(Recorded data)

[START]

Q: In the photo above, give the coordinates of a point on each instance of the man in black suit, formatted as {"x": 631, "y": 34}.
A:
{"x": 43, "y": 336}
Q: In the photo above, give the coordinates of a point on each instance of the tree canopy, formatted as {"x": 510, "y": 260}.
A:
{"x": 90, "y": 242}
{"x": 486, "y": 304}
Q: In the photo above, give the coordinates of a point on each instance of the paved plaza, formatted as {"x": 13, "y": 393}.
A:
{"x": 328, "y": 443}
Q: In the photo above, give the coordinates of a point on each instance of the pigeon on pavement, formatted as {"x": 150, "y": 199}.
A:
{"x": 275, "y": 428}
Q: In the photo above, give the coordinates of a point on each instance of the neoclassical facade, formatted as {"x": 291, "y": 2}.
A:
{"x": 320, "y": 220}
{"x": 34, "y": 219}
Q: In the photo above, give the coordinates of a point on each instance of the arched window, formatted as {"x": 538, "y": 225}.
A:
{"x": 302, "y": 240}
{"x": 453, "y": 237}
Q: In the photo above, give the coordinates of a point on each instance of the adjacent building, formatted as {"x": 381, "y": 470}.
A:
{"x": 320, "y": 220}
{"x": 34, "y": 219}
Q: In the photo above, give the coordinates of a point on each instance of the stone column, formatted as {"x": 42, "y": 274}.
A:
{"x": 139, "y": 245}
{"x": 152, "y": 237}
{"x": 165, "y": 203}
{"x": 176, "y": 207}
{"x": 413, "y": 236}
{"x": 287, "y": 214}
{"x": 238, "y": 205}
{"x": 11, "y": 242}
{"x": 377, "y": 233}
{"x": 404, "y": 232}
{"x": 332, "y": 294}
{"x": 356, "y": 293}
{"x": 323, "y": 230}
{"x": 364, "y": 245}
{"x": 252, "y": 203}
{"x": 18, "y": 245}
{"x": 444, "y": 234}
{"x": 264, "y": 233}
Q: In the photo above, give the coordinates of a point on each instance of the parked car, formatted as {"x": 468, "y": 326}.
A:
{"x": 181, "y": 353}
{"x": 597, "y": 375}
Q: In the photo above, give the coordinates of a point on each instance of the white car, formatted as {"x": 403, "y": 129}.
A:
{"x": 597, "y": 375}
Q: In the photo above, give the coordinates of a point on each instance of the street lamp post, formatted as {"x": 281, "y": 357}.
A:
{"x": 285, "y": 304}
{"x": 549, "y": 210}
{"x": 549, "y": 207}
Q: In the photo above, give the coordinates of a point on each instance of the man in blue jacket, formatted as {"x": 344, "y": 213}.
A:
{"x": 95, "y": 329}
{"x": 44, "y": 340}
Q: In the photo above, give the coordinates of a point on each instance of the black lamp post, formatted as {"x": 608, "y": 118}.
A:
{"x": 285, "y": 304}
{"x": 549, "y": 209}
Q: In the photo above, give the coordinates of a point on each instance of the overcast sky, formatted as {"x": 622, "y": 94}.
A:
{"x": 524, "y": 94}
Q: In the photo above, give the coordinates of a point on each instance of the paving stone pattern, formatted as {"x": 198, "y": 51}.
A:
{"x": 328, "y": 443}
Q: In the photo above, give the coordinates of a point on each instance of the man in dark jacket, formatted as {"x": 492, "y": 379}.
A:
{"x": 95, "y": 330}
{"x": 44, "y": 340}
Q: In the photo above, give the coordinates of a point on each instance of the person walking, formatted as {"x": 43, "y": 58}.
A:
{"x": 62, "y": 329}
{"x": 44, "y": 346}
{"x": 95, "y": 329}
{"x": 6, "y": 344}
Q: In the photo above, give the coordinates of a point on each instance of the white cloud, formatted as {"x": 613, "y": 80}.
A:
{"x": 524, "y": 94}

[END]

Repeat the records above in full, character for character.

WRITTEN SOLUTION
Q: In the photo above, give the coordinates of a point on each instance of the man in black suit, formatted as {"x": 631, "y": 34}.
A:
{"x": 43, "y": 336}
Q: In the photo above, give the coordinates of a point on each instance of the tree canopy, formatted as {"x": 510, "y": 260}.
A:
{"x": 90, "y": 242}
{"x": 486, "y": 304}
Q: In the photo above, give the coordinates of a point on each instance of the paved plaza, formatted as {"x": 13, "y": 393}.
A:
{"x": 328, "y": 443}
Q: In the photo above, give the coordinates of a point on each instance of the pigeon on pavement, formatted as {"x": 150, "y": 199}.
A:
{"x": 275, "y": 428}
Q: In the photo above, give the coordinates of a point on each instance of the neoclassical facade, formatted as {"x": 291, "y": 2}.
A:
{"x": 320, "y": 220}
{"x": 34, "y": 219}
Q: In the photo above, give the coordinates of a point on each instance of the arched window, formatted as {"x": 538, "y": 225}.
A:
{"x": 302, "y": 240}
{"x": 453, "y": 237}
Q: In the photo above, give the coordinates of a point on each instance of the adjacent building, formatted as {"x": 381, "y": 470}.
A:
{"x": 320, "y": 220}
{"x": 34, "y": 219}
Q: In the photo above, give the coordinates of a point on each instance of the stone column, formatted as {"x": 42, "y": 274}.
A:
{"x": 139, "y": 245}
{"x": 152, "y": 237}
{"x": 165, "y": 203}
{"x": 176, "y": 207}
{"x": 413, "y": 236}
{"x": 287, "y": 214}
{"x": 238, "y": 205}
{"x": 11, "y": 242}
{"x": 377, "y": 233}
{"x": 404, "y": 232}
{"x": 332, "y": 294}
{"x": 356, "y": 293}
{"x": 323, "y": 230}
{"x": 364, "y": 245}
{"x": 252, "y": 203}
{"x": 18, "y": 245}
{"x": 444, "y": 234}
{"x": 264, "y": 233}
Q: In the photo above, give the coordinates of a point on each instance of the parked car, formatted as {"x": 468, "y": 326}.
A:
{"x": 181, "y": 353}
{"x": 597, "y": 375}
Q: In the photo above, give the coordinates of a point on each instance of the white car, formatted as {"x": 403, "y": 129}.
A:
{"x": 597, "y": 375}
Q: In the photo above, give the coordinates of a point on each instance of the street lamp post, formatted as {"x": 281, "y": 357}.
A:
{"x": 285, "y": 304}
{"x": 549, "y": 210}
{"x": 549, "y": 207}
Q: In the photo above, give the coordinates of a point on each instance of the man in blue jacket, formatted as {"x": 344, "y": 213}.
A:
{"x": 95, "y": 329}
{"x": 44, "y": 340}
Q: In the photo above, give the coordinates of a point on each instance of the black lamp post, formatted as {"x": 608, "y": 118}.
A:
{"x": 285, "y": 304}
{"x": 549, "y": 209}
Q: In the photo above, give the coordinates of a point on each instance of the overcast sky, formatted as {"x": 622, "y": 94}.
A:
{"x": 524, "y": 94}
Q: In the photo above, give the coordinates of a point on each instance of the paving stone pattern, formatted as {"x": 198, "y": 51}.
A:
{"x": 328, "y": 443}
Q: In the photo above, give the coordinates of a point on each instance of the man in dark jacket, formatted as {"x": 492, "y": 379}.
A:
{"x": 95, "y": 330}
{"x": 44, "y": 340}
Q: In the photo above, give the coordinates of a point on each instance of the person walking, formatted as {"x": 43, "y": 58}.
A:
{"x": 62, "y": 329}
{"x": 44, "y": 346}
{"x": 95, "y": 329}
{"x": 6, "y": 344}
Q: In the photo above, give the coordinates of a point on each instance of the white cloud, formatted as {"x": 613, "y": 80}.
A:
{"x": 524, "y": 94}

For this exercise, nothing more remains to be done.